Tasks -
**a.** In two sentences, summarize the passage on Al Franken's satire.
**b.** Name every book title that appears in the passage on Al Franken's satire.

Extract provided -
=-=-=

Franken’s critics are aware of his political satire, but that, too, has become another count in the indictment—Al Franken, trash talker. “He lampooned Rush Limbaugh as a ‘big fat idiot,’ and he dismissed Ann Coulter as a ‘nutcase,’ ” clucked U.S. News earlier this year. Critics who take note of Franken’s political books treat them as the left’s answer to Coulter or Bill O’Reilly. But this misses the satirical point. To get the joke of Rush Limbaugh Is a Big Fat Idiot, you need only to look at the cover, which features Franken posing in a tweed jacket in front of a wall of musty bound volumes, clutching a pipe, looking comically pompous. Lies and the Lying Liars Who Tell Them: A Fair and Balanced Look at the Right has the joke in the title itself. Coulter writes books with titles like Slander: Liberal Lies About the American Right, whose charge is meant to be taken at face value. Franken’s title mocks the accusation itself with over-the-top redundancy and subverts its own claim to truth by appropriating the corrupted slogan “Fair and Balanced.”

Franken does resort to invective on occasion, but this hardly defines his satirical style. (You could just as easily cherry-pick Jon Stewart’s most obscene sentences—he recently said “Fuck you” to Sarah Palin—to paint him as a foul-mouthed ranter.) His books are laced with wonky disquisitions on economic policy that are themselves laced with jokes. He evinces vastly more knowledge about domestic policy than most members of Congress or national political reporters I’ve met.

To be sure, Franken skewers his targets, a habit which has contributed to his reputation as a raging left-winger. The Wall Street Journal has reported that Franken’s politics “neatly mirror” those of the “liberal base.” There’s a misperception at work here that conflates blunt opposition to the Republican right with left-wing beliefs. As a confessed Bush hater who’s not enamored with the left, I’m a fellow victim of this confusion. Franken is actually a moderate who initially favored the Iraq war and has praised the centrist Democratic Leadership Council.

Indeed, what Franken reveals of himself in Rush Limbaugh Is a Big Fat Idiot confounds a lot of blue-state-elitist stereotypes. Franken recounts having said a prayer for George H.W. Bush upon his election, defending Bob Dole’s honor to a European journalist, and making multiple overseas trips to entertain American troops. The Franken persona is best summed up by the instance when, upon hearing National Review Editor Rich Lowry claim that liberals had sissified politics, Franken challenged Lowry to a fistfight. When Lowry refused, they met for an amiable lunch. If, say, Jim Webb did this sort of thing, it would be seen as rough-hewn, populist authenticity.

=-=-=

Natural-language object grounding data:
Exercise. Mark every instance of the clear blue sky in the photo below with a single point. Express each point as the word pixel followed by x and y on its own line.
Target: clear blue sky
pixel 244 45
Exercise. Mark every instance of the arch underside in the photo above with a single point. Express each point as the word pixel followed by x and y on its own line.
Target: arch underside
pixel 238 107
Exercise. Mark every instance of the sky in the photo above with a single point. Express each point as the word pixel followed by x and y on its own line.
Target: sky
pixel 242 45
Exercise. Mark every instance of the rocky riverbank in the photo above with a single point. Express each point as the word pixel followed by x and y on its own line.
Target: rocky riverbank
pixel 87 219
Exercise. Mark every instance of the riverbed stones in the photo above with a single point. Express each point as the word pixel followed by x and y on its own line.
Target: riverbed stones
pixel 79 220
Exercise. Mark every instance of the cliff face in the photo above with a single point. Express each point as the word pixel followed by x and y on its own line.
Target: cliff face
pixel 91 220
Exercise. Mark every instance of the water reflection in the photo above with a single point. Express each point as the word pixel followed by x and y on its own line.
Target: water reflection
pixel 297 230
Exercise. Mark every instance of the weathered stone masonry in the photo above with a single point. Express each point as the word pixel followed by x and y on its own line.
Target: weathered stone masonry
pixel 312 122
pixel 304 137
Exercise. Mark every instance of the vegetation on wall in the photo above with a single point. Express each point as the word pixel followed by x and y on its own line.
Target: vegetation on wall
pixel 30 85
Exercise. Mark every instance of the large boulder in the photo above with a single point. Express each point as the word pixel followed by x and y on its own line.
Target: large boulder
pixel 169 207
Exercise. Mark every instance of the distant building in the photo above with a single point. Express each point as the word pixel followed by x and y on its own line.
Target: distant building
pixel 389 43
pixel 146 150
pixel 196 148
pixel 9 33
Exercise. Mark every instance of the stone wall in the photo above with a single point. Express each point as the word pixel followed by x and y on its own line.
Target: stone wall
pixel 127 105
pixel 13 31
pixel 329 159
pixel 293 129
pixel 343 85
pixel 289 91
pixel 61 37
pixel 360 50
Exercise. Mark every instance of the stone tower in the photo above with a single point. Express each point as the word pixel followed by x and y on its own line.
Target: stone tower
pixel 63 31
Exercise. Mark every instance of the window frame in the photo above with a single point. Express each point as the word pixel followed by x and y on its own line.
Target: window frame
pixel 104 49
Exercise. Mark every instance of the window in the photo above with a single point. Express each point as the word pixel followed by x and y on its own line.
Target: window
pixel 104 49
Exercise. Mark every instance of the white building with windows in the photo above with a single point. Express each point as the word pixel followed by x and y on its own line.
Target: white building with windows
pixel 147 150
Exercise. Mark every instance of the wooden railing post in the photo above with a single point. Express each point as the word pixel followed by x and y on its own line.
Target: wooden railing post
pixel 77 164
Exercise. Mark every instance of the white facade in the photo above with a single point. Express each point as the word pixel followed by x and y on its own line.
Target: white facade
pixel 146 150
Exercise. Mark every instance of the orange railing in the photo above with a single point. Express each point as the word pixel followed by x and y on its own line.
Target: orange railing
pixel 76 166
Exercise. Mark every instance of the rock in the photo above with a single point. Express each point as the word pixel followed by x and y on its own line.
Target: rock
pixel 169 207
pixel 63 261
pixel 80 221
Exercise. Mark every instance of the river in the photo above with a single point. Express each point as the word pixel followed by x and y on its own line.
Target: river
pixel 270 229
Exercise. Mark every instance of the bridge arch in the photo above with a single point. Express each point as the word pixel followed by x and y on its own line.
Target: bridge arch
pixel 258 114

=-=-=

Solved problems -
**a.** Critics cast Al Franken as a trash talker and a raging left-winger, but that misses the satirical point of books like Rush Limbaugh Is a Big Fat Idiot and Lies and the Lying Liars Who Tell Them, which are also laced with wonky policy disquisitions. Franken is actually a moderate who initially favored the Iraq war, praised the centrist Democratic Leadership Council, and has entertained American troops overseas.

**b.**
- Rush Limbaugh Is a Big Fat Idiot
- Lies and the Lying Liars Who Tell Them: A Fair and Balanced Look at the Right
- Slander: Liberal Lies About the American Right